[WHAT THE TASK ASKS] Output each line of the material exactly as it stands.

----- GIVEN RECORDS

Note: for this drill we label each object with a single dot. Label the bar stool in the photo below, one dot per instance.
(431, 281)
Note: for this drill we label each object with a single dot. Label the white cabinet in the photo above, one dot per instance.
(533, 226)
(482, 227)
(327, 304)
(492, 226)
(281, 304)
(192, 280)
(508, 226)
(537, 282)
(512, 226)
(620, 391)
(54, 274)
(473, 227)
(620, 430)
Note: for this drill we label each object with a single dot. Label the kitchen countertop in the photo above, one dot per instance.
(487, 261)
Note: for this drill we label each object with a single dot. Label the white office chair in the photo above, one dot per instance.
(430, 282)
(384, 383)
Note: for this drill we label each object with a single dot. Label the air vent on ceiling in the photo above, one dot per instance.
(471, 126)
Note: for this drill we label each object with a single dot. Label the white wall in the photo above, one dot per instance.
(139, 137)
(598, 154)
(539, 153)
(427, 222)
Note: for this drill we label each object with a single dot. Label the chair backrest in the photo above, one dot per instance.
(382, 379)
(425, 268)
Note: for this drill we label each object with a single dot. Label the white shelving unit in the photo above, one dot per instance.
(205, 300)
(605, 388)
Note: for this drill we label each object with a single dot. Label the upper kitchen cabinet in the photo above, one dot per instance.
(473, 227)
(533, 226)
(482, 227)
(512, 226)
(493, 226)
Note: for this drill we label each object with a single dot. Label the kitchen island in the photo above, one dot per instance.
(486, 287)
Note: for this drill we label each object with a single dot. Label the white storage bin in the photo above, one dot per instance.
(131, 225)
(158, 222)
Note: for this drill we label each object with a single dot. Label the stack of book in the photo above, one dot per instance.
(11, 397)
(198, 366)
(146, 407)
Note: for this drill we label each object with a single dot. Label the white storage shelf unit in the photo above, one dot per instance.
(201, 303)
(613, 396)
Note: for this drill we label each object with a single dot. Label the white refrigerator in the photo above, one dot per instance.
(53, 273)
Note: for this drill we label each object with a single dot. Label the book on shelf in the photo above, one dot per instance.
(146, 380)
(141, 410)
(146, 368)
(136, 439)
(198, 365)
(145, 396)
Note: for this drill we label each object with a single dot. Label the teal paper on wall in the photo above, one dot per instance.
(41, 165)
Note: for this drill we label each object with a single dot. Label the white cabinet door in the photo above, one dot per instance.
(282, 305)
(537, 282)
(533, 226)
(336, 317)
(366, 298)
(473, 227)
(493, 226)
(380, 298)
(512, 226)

----------

[CORRECT RESPONSE]
Note: for this drill we label each object with a single dot. Label the bar stool in the photo below, one dot per instance.
(431, 281)
Note: for this drill we label each object with a single dot. Label the white cabinet in the photo above, one dot per instance.
(533, 226)
(482, 227)
(327, 304)
(492, 226)
(281, 304)
(192, 280)
(508, 226)
(537, 282)
(512, 226)
(620, 391)
(54, 274)
(473, 227)
(620, 430)
Note: for this drill we label each object with a single dot. Label the kitchen countertop in the photo above, one dot per instance.
(487, 261)
Note: for this drill we label each object with a single dot. Label the white office chair in the photo above, one dot per instance.
(430, 282)
(384, 383)
Note: for this drill we label each object with a single dot. Label the air vent on ceiling in the photo above, one dot per instance.
(471, 126)
Note: for this drill we label each object with a single dot. Label the white wall in the photo above, one dot per instance.
(139, 137)
(598, 154)
(539, 153)
(427, 222)
Note: for this drill we label each object with a single dot. Label the chair backrest in the photo above, one dot per instance.
(382, 379)
(425, 268)
Note: for this drill we label each object with a single dot. Label the white shelving unit in the photo above, one dot per instance.
(205, 300)
(605, 388)
Note: for this drill we label each object with a single dot. Label the upper kitchen cabinet in the photo above, one dot per instance.
(473, 227)
(533, 226)
(482, 227)
(512, 226)
(493, 226)
Note: for this drill we label each object with a single dot. Label the kitchen island in the photo above, one dot per instance.
(486, 287)
Note: for this drill we label each object with a single dot. Label the white storage bin in the photo above, one dot per instance.
(131, 225)
(158, 222)
Note: for this drill we label each object with a single dot. Label the stack of book in the photo above, one dot per instance.
(11, 397)
(198, 366)
(146, 407)
Note: for this drill we label each object with a single dot. Label the white storage shelf unit in the photo above, one dot per instance.
(201, 303)
(613, 396)
Note: for this drill we label each object with a single dot. Label the white refrigerator in the photo above, one dot per instance.
(53, 273)
Note: for this drill we label each object with a single dot. Label the book on shelf in the photo above, one dot per instance.
(146, 380)
(141, 410)
(146, 368)
(136, 439)
(198, 365)
(145, 396)
Note: for this drill we label each object with a single dot. Label the teal paper on wall in the photo above, one dot per instance.
(41, 165)
Note: for this drill we label each object with a single dot. Label the white cabinet door in the photo above, one dot per instance.
(282, 305)
(537, 282)
(533, 226)
(336, 317)
(366, 298)
(473, 227)
(493, 226)
(380, 298)
(512, 226)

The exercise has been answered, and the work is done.